TASK ITEM :: Every line of the data below that holds the string "formation" needs to be reported.

Natural-language object grounding data
● ● ● ● ●

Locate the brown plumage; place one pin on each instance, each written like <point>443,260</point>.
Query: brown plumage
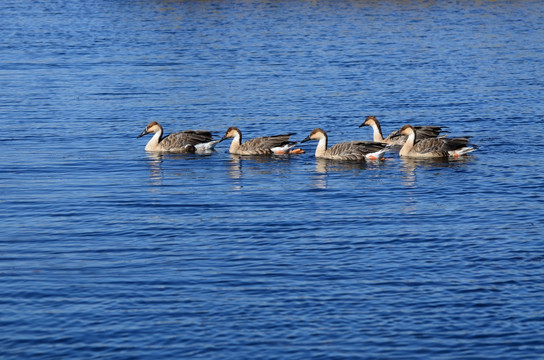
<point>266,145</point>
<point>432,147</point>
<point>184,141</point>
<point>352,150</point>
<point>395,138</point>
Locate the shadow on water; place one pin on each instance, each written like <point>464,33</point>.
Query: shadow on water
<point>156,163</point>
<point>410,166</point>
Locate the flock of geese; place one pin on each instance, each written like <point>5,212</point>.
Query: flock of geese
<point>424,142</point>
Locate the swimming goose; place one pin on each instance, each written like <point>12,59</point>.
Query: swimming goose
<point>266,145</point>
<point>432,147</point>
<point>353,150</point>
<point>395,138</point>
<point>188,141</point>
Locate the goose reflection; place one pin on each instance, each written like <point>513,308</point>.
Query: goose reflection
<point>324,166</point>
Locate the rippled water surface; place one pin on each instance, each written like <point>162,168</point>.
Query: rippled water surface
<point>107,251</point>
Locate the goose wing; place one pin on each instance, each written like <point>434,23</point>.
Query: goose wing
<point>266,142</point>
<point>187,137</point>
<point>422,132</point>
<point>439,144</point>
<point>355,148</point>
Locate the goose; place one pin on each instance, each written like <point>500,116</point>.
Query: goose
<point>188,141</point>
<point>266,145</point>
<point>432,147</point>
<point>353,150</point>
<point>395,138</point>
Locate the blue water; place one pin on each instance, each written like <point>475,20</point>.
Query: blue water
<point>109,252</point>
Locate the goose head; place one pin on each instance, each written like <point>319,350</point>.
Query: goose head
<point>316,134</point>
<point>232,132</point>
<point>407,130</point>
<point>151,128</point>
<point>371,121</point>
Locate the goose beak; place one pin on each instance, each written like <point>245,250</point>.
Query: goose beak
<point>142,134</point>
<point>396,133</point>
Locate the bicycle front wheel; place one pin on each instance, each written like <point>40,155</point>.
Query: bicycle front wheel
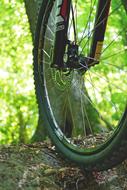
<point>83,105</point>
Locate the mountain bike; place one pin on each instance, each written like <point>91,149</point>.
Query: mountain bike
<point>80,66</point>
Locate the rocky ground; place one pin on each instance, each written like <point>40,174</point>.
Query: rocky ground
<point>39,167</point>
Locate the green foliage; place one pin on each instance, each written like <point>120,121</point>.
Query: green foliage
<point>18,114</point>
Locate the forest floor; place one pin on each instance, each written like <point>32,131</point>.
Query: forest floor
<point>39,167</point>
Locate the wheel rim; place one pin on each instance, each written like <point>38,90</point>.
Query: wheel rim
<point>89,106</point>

● ● ● ● ●

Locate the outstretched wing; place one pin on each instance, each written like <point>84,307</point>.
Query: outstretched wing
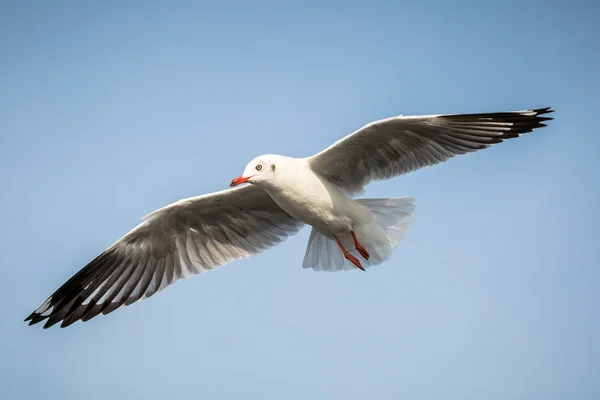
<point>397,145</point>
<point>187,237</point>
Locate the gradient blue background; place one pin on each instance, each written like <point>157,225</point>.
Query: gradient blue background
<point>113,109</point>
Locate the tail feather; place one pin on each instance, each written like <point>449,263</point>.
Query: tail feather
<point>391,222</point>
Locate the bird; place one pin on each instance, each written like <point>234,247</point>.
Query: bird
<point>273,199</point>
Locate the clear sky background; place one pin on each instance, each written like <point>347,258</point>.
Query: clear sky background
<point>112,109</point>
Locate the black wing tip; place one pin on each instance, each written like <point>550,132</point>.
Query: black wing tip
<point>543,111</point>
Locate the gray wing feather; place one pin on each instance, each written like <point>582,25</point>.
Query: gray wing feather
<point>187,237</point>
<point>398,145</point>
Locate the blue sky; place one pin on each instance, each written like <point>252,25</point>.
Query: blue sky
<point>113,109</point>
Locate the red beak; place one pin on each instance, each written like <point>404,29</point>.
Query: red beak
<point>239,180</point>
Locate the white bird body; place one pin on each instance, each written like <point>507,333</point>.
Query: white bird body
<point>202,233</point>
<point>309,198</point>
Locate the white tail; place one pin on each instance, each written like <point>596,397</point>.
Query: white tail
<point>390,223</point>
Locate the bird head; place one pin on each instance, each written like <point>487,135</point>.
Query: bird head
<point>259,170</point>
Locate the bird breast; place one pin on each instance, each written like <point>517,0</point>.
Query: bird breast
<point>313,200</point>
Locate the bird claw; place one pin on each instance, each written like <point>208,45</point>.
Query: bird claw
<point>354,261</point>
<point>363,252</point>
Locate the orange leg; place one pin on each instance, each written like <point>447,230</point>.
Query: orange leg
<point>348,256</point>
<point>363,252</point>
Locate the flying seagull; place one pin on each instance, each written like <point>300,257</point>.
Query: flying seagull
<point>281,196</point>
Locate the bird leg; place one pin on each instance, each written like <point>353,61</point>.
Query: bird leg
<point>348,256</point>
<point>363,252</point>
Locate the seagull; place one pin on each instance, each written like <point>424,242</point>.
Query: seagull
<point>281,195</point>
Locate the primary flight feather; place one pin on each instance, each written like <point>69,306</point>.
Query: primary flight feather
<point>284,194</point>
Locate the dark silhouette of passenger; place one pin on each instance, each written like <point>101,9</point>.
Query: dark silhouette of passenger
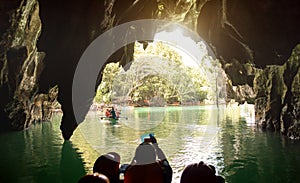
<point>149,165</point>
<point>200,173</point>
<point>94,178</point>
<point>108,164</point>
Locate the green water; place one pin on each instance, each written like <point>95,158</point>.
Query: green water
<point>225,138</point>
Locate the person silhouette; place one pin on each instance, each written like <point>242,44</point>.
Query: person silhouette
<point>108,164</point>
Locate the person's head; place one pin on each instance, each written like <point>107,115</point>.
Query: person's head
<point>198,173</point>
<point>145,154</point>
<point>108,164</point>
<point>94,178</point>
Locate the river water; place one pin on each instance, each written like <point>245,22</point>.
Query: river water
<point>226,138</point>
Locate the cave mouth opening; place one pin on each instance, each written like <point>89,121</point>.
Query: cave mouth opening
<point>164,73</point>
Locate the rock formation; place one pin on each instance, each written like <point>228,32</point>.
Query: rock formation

● ● ● ● ●

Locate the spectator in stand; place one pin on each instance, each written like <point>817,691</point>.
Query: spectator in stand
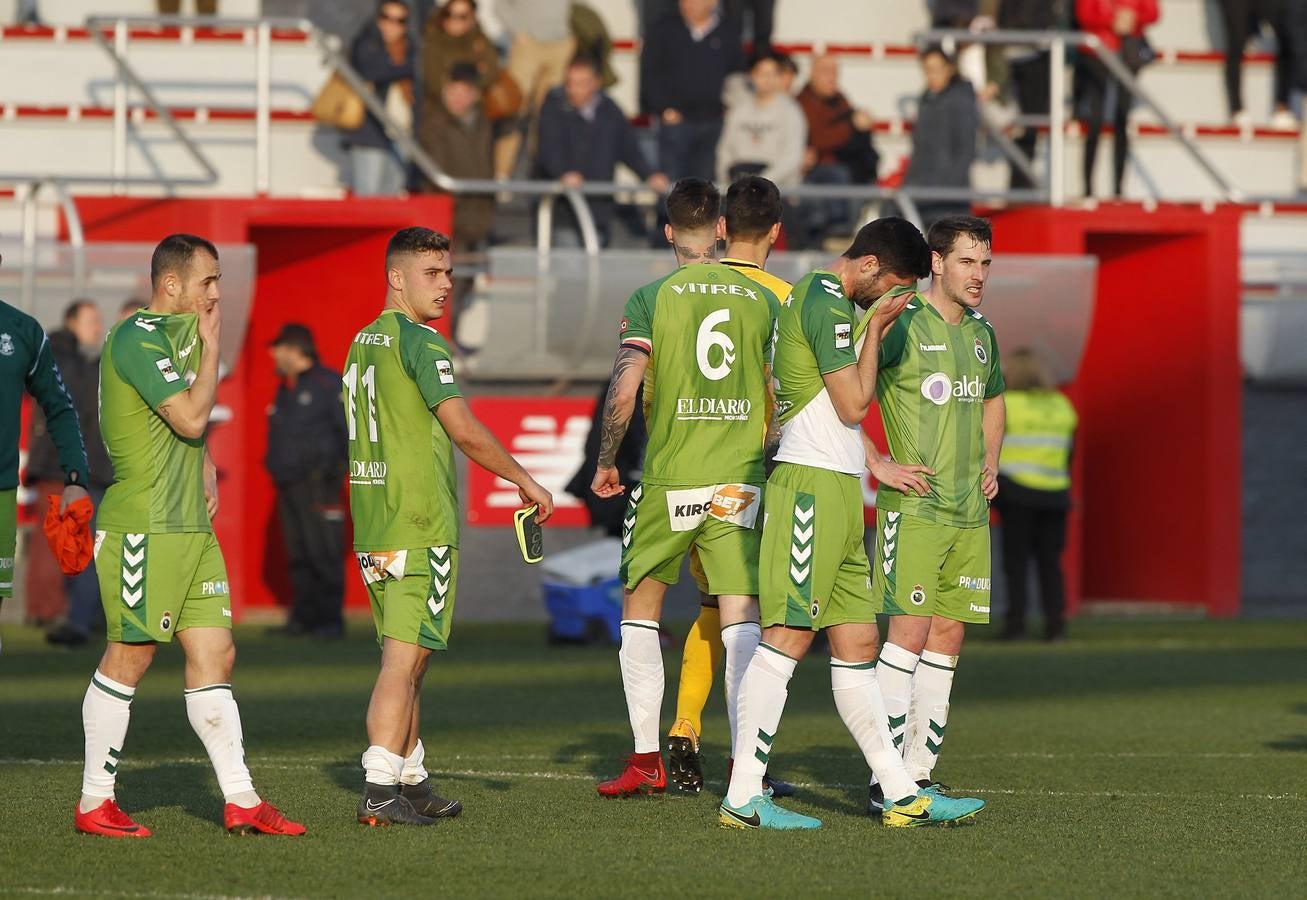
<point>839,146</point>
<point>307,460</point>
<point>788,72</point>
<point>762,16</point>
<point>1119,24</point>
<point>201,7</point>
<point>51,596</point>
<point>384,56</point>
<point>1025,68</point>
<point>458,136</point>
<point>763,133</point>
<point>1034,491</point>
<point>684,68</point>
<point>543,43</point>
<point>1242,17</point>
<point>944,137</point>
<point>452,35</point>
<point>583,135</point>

● ● ● ● ●

RESULT FOR THIS EXERCISE ::
Locate the rock formation; place one pin on each instance, each written like <point>228,32</point>.
Query: rock formation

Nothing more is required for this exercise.